Your tasks:
1 - In the study summaries, why were differences in attainment compared between children who ate packed lunches and children who ate school meals? Answer in one to three sentences.
2 - From the study summaries, reproduce verbatim the passage between "The main findings" and "for attending A&E.", inclusive.

Page text:
————————
Dietary patterns and attainment at school J Epidemiol Community Health 2008; 62: 734-9
The quantity and content of food eaten is related to childhood development.
This study used data from the Avon Longitudinal Study of Parents and Children to test the impact of dietary intake at several points in childhood on school attainment, in terms of set curricula at certain stages.
Differences in attainment were then evaluated between children who ate packed lunches or school meals to ascertain if they were due to their pre-school dietary patterns or to what they ate at school.
Three indicators of school assessment were used: ages four to five entry assessments, ages six to seven key stage 1 and ages 10 to 11 key stage 2.
The main findings were that a 'junk food' dietary pattern at age three had a negative effect on school attainment, regardless of subsequent changes to diet. There was no association between packed lunch or school meals and school attainment.
Patient actions prior to emergency admission Emerg Med J 2008; 25: 424-7
A&E visits and subsequent hospital admissions are rising in the UK and the reasons for this are unclear.
This study used a semi- structured interview for adult patients admitted with a medical or surgical illness to Bristol Royal Infirmary to determine the patient's reasons for attending A&E.
A total of 200 patients were recruited over four weeks in October and November 2005. Direct attendance at A&E was more common when help was sought from bystanders or people little known to the patient.
Fifty-seven patients attended A&E directly, of which 45 called an emergency ambulance.
Most of those attending A&E did so because they perceived their condition as urgent. There was incomplete awareness of GP out-of-hours services.
————————
Provided material:
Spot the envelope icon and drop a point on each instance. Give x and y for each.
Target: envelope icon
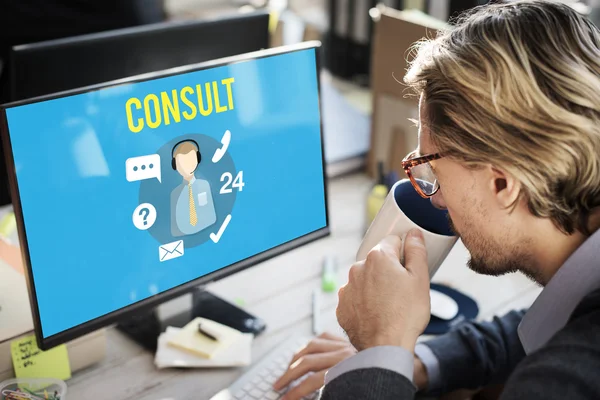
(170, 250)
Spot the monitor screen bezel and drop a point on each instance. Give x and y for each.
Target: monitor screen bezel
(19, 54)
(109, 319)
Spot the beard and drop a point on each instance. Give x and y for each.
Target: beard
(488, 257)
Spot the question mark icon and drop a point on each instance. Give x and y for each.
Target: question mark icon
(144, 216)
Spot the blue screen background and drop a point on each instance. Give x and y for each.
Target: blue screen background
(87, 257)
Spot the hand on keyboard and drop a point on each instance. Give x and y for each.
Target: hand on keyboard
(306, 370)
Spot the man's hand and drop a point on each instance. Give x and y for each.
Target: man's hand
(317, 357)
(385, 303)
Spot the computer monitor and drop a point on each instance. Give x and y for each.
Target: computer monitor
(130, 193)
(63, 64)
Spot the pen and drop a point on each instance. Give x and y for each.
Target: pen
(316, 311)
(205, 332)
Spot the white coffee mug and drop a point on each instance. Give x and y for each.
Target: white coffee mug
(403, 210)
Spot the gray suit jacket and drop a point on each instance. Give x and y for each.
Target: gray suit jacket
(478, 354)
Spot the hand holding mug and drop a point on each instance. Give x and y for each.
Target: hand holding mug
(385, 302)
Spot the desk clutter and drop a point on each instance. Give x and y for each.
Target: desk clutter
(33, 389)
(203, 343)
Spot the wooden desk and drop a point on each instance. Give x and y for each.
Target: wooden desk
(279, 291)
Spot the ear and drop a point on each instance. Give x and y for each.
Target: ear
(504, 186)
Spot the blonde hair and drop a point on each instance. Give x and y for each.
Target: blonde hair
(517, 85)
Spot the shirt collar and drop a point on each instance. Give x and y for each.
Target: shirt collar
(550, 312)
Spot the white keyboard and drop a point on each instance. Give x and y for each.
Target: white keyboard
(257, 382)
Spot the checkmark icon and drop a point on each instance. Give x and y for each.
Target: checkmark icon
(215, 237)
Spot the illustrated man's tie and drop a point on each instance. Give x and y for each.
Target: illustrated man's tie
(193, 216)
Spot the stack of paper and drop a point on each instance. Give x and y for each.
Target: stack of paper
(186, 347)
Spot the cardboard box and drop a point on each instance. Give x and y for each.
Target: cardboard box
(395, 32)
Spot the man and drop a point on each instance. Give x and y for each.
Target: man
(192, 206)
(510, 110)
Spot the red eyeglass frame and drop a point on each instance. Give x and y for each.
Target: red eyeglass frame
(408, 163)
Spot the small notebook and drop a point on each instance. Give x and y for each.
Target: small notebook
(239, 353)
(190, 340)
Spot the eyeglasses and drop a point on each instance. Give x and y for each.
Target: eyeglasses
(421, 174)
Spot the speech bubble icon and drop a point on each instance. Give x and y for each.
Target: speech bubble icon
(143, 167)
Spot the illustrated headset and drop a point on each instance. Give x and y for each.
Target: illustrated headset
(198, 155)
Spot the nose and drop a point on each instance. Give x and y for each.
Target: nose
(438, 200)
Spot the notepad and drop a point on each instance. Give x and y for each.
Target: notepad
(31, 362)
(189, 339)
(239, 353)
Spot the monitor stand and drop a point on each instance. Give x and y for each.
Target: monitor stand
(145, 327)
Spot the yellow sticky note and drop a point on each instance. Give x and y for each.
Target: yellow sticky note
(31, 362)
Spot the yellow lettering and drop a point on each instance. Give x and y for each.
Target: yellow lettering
————————
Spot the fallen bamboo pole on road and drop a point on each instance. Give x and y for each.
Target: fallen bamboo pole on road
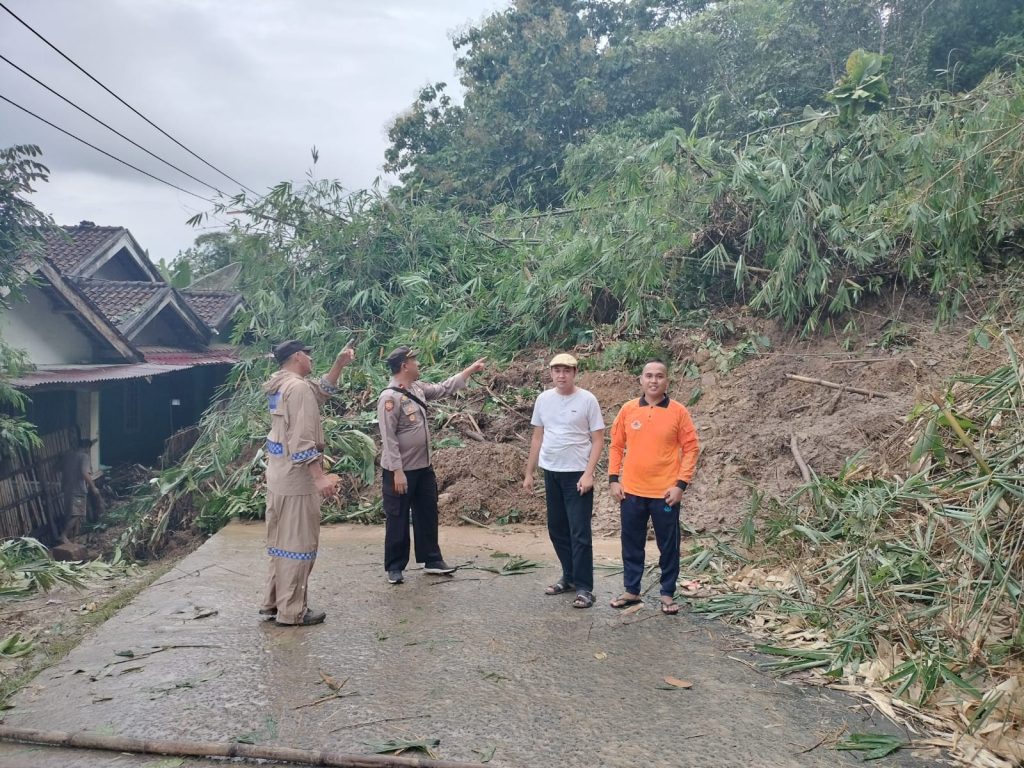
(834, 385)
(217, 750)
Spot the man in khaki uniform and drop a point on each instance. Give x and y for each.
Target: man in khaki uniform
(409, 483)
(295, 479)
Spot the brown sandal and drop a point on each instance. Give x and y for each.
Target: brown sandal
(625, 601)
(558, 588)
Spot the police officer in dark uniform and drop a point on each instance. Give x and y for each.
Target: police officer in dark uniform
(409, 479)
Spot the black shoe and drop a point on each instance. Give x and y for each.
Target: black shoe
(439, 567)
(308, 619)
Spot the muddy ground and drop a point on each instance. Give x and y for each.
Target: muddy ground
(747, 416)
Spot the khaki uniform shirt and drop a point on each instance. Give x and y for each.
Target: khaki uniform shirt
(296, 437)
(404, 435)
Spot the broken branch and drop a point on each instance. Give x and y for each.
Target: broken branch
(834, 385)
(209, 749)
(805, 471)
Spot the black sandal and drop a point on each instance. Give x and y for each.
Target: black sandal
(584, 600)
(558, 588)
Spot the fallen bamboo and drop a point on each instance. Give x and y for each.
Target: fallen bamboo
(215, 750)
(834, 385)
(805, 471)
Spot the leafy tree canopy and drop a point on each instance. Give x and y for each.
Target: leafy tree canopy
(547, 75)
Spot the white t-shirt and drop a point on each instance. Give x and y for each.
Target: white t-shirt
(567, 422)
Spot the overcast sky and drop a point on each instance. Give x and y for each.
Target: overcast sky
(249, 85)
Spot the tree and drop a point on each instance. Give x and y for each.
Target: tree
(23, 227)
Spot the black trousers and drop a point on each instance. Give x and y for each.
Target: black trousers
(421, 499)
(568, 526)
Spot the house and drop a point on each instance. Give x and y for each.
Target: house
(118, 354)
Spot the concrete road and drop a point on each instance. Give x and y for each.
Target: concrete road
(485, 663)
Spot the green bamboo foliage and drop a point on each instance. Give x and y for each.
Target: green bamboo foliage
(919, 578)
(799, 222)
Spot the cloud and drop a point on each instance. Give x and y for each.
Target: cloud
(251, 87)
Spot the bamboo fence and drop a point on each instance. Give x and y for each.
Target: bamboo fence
————————
Completed exercise:
1 - The comparison was made to determine whether the differences in attainment came from the children's pre-school dietary patterns or from what they ate at school.

2 -
The main findings were that a 'junk food' dietary pattern at age three had a negative effect on school attainment, regardless of subsequent changes to diet. There was no association between packed lunch or school meals and school attainment.
Patient actions prior to emergency admission Emerg Med J 2008; 25: 424-7
A&E visits and subsequent hospital admissions are rising in the UK and the reasons for this are unclear.
This study used a semi- structured interview for adult patients admitted with a medical or surgical illness to Bristol Royal Infirmary to determine the patient's reasons for attending A&E.